Rewrite the stretch from "Where can the weathered" through "<point>197,411</point>", changing "marble" to "granite" and leaving every other part of those lines as it is.

─── DATASET

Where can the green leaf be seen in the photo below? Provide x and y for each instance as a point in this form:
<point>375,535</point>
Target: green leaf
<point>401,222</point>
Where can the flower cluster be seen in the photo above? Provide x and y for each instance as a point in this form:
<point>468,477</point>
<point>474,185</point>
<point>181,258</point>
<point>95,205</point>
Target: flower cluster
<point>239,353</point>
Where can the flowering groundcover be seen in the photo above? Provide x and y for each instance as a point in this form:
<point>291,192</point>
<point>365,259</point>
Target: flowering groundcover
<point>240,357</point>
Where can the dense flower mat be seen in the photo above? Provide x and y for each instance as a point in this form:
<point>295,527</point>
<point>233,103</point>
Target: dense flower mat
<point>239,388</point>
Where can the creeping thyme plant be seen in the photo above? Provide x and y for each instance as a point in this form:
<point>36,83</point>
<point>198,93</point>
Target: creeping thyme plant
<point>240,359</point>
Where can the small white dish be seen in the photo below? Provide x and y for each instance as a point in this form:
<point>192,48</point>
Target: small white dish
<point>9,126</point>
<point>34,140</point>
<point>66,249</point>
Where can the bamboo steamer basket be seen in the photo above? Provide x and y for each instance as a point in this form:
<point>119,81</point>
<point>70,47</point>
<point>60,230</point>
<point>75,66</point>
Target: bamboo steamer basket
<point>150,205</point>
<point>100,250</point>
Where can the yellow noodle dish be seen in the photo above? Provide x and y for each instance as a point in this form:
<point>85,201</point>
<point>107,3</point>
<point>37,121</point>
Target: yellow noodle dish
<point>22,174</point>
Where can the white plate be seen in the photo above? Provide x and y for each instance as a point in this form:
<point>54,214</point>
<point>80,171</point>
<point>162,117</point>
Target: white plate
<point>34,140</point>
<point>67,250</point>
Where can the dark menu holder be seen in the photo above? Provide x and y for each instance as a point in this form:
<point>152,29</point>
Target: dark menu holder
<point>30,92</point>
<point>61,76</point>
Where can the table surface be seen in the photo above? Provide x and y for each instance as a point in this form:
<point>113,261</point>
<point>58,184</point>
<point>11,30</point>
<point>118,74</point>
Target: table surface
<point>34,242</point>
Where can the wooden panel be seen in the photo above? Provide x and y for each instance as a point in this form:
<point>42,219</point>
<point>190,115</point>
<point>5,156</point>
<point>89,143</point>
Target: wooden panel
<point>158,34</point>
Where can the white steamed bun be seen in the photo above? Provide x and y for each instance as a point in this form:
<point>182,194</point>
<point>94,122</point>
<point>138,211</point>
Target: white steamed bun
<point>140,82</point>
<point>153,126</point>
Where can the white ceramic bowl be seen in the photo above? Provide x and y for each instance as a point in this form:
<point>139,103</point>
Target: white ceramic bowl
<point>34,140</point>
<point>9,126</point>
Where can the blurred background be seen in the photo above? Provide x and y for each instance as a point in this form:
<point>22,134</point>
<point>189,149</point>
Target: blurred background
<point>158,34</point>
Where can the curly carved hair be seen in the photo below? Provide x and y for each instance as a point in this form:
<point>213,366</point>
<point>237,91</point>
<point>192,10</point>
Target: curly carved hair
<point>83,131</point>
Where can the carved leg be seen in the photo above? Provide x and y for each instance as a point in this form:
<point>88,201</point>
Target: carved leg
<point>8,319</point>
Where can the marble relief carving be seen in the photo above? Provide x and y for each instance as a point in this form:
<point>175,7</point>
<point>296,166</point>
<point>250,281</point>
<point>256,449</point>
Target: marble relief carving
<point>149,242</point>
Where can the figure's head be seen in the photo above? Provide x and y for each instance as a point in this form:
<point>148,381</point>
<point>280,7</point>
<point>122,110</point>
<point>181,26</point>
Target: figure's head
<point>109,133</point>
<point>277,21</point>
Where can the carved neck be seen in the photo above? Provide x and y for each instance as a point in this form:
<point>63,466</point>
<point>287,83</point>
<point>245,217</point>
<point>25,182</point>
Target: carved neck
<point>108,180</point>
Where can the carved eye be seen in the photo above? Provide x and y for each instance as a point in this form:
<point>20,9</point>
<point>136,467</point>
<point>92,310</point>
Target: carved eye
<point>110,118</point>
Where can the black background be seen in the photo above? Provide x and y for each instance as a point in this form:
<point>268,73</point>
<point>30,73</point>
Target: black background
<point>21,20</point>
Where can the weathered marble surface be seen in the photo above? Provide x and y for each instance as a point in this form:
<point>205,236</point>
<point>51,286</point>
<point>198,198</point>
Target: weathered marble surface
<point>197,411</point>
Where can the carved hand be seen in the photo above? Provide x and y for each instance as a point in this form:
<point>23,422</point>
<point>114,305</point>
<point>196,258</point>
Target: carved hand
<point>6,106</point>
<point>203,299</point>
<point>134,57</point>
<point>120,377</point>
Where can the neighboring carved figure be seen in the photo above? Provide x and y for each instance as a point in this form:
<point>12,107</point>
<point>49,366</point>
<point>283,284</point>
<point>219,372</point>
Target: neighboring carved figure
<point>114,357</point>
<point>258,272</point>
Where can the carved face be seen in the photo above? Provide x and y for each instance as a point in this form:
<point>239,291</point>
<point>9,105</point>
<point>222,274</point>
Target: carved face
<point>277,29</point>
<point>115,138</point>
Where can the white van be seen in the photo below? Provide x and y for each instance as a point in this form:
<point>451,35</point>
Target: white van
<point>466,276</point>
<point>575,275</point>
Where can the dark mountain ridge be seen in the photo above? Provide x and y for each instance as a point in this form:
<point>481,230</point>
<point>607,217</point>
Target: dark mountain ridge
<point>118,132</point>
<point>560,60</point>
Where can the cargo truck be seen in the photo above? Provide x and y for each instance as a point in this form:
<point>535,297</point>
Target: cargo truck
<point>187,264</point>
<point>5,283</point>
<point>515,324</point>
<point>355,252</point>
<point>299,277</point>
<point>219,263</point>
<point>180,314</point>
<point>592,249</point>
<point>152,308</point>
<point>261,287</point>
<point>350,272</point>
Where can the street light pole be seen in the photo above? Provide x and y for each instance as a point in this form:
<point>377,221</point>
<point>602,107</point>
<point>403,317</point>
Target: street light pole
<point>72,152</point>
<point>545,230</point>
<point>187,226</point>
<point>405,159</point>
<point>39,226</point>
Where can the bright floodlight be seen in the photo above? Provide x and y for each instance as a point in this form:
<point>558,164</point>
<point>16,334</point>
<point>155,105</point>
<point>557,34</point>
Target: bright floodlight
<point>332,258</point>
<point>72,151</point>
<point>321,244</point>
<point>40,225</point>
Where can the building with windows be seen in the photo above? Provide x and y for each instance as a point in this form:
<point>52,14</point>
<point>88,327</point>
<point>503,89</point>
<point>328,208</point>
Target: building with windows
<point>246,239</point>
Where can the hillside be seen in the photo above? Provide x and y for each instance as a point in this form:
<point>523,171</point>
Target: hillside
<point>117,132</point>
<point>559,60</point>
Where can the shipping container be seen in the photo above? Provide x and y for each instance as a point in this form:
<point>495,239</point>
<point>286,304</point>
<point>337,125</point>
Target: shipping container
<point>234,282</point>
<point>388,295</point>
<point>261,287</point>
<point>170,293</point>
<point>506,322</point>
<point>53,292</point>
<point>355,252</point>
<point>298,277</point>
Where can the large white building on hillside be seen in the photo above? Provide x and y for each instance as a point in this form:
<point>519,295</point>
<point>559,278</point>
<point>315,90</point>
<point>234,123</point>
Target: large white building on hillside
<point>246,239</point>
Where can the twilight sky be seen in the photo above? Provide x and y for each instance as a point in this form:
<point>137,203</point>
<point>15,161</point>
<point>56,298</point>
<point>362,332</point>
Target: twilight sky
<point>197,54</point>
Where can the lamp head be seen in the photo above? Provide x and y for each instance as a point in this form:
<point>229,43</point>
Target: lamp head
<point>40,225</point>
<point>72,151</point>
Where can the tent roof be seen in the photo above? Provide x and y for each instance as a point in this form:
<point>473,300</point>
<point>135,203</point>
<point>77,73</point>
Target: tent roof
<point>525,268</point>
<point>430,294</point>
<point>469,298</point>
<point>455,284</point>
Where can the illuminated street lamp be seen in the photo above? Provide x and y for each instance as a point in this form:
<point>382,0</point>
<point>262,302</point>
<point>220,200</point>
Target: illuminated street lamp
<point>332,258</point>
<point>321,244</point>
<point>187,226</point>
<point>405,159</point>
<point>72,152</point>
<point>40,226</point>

──────

**CORRECT RESPONSE**:
Where can the weathered granite surface be seen in the photo above? Provide x and y for each instance as a point in this form:
<point>205,236</point>
<point>51,286</point>
<point>198,198</point>
Target: weathered granite surface
<point>197,411</point>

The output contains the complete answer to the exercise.